> DOCUMENT SECTION

=-=-=-=-=

As a result, the concept of reasonable use was nationalized, allowing the federal government to claim the rivers’ waterpower over all competing claims. These projects were intended to create jobs for laborers and engineers alike, but their work could only begin in the lawyers’ wake.

In stark contrast to this era (and to China today), the last 30 years in the United States has been a story not of dam building but removal, with New England leading the way.

Our oldest dams in particular have been torn down at a rapid rate, owing in part to their deterioration. As Bruce Babbitt, the U.S. Secretary of the Interior, put it in the late 1990s, “Dams are not like the pyramids of Egypt that stand for eternity.” The 1999 removal of the Edwards Dam on Maine’s Kennebec River, ordered by the Federal Energy Regulatory Commission, established a landmark precedent that free-flowing rivers should be prioritized.

But we’re not rebuilding our decrepit dams after we tear them down, either. And that is because the law began to change in the 1970s owing not just to environmental concerns, but also to the recognition that an undammed river has substantial economic value whether through increased recreation or development.

In Maine, I can now take my sons fishing for shad every May on the Kennebec — and lobstermen have a cheaper source of bait thanks to the returning fish. Sea-run fish, after all, are really just a form of energy transferred from the ocean to the interior.

These sorts of economic benefits, more than any environmentalist rationale, make choosing not to rebuild our dams a pragmatic choice. Meanwhile, we have numerous other sources of energy, western rivers like the Colorado River are drying up and the costs of rebuilding can be astronomical.

Rivers and lawyers share two defining qualities: flexibility and resilience. On rivers where big dams have come down, fish have returned at a scale beyond the most optimistic predictions. China’s engineering leaders may build bigger marvels to tame rivers and compete with the United States. But American strength lies in our ability to change our minds. Our crumbling dams do not signal decline. Instead, our strength as a nation is a dynamism rooted in the law, and in the rivers that sustain us.

=-=-=-=-=

> DATASET
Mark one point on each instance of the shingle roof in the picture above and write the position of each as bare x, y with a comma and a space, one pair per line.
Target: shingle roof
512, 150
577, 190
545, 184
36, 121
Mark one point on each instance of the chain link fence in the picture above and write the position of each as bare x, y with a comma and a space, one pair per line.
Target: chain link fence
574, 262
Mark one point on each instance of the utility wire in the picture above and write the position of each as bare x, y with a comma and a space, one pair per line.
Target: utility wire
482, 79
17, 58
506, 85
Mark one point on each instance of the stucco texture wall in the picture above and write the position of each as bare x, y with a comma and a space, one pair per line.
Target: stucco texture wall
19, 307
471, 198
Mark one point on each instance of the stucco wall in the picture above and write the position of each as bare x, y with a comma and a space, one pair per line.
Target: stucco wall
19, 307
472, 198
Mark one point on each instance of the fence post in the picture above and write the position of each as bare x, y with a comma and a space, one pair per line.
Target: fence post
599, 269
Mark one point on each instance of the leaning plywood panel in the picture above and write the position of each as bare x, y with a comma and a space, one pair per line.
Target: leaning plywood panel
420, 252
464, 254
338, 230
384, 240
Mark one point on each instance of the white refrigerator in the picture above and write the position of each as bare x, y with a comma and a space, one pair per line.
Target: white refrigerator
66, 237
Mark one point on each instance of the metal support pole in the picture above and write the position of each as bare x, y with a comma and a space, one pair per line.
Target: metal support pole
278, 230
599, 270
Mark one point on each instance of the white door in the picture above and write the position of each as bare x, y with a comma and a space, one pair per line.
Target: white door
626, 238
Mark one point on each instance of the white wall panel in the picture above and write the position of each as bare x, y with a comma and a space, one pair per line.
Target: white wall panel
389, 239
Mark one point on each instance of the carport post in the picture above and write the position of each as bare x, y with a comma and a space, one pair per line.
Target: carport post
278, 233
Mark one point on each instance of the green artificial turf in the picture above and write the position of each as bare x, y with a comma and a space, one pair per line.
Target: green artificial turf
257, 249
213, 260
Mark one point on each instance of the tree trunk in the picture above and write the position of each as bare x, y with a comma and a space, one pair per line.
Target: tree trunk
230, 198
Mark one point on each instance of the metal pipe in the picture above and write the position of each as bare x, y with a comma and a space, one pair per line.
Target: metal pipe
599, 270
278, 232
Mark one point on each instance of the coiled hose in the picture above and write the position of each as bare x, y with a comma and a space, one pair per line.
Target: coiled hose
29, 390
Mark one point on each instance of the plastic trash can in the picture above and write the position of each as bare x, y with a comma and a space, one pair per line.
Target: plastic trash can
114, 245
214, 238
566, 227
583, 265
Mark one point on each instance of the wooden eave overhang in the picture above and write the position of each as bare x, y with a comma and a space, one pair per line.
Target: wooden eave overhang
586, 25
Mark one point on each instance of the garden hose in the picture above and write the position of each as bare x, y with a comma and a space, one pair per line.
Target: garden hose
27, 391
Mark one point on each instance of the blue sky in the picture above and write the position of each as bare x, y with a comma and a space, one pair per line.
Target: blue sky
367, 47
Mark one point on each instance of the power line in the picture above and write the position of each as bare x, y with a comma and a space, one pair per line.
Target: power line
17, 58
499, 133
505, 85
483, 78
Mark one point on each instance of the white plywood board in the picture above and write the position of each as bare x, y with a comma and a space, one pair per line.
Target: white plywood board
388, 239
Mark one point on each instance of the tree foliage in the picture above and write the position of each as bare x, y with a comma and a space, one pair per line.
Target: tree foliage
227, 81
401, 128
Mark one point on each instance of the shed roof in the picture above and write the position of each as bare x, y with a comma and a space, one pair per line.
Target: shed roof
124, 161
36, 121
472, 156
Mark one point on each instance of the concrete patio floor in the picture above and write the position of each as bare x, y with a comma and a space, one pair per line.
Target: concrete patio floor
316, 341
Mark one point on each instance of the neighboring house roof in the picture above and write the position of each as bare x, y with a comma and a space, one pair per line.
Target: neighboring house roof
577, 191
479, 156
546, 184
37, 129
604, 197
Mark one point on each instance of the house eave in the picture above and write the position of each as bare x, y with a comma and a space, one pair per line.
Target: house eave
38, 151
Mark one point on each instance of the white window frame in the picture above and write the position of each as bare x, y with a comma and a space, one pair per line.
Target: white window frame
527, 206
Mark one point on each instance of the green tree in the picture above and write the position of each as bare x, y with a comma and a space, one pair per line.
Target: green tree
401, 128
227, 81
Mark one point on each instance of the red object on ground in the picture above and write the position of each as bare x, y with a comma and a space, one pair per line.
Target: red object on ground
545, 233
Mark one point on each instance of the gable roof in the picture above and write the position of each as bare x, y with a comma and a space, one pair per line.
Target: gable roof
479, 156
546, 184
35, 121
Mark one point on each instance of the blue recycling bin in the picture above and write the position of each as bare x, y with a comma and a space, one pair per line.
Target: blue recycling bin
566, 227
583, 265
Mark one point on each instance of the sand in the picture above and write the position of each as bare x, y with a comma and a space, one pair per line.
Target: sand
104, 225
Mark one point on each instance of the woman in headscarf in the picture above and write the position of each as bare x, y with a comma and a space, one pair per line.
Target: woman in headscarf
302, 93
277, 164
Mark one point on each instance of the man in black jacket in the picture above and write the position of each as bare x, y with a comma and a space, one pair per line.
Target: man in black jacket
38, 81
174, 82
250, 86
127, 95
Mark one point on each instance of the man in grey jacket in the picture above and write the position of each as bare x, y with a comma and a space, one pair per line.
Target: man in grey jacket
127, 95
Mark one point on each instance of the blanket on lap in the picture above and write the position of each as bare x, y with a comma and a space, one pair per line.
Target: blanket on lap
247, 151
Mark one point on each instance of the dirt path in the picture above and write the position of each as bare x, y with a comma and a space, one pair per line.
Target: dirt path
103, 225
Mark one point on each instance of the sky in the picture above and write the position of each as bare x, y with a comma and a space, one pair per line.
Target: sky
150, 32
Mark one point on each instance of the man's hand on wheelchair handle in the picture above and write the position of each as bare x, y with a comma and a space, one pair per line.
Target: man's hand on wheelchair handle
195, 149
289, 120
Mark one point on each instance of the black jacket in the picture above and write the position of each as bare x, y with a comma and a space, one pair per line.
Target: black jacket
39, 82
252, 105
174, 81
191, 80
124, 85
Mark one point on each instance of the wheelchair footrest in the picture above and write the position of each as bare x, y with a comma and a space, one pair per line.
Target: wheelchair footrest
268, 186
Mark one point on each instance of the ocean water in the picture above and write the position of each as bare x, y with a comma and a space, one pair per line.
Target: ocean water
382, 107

=-=-=-=-=

Rewrite everything in the passage on dam removal from "In stark contrast" down to "should be prioritized.", changing "removal" to "dismantling". Use only the passage on dam removal, not the material.

In stark contrast to this era (and to China today), the last 30 years in the United States has been a story not of dam building but dismantling, with New England leading the way.

Our oldest dams in particular have been torn down at a rapid rate, owing in part to their deterioration. As Bruce Babbitt, the U.S. Secretary of the Interior, put it in the late 1990s, “Dams are not like the pyramids of Egypt that stand for eternity.” The 1999 dismantling of the Edwards Dam on Maine’s Kennebec River, ordered by the Federal Energy Regulatory Commission, established a landmark precedent that free-flowing rivers should be prioritized.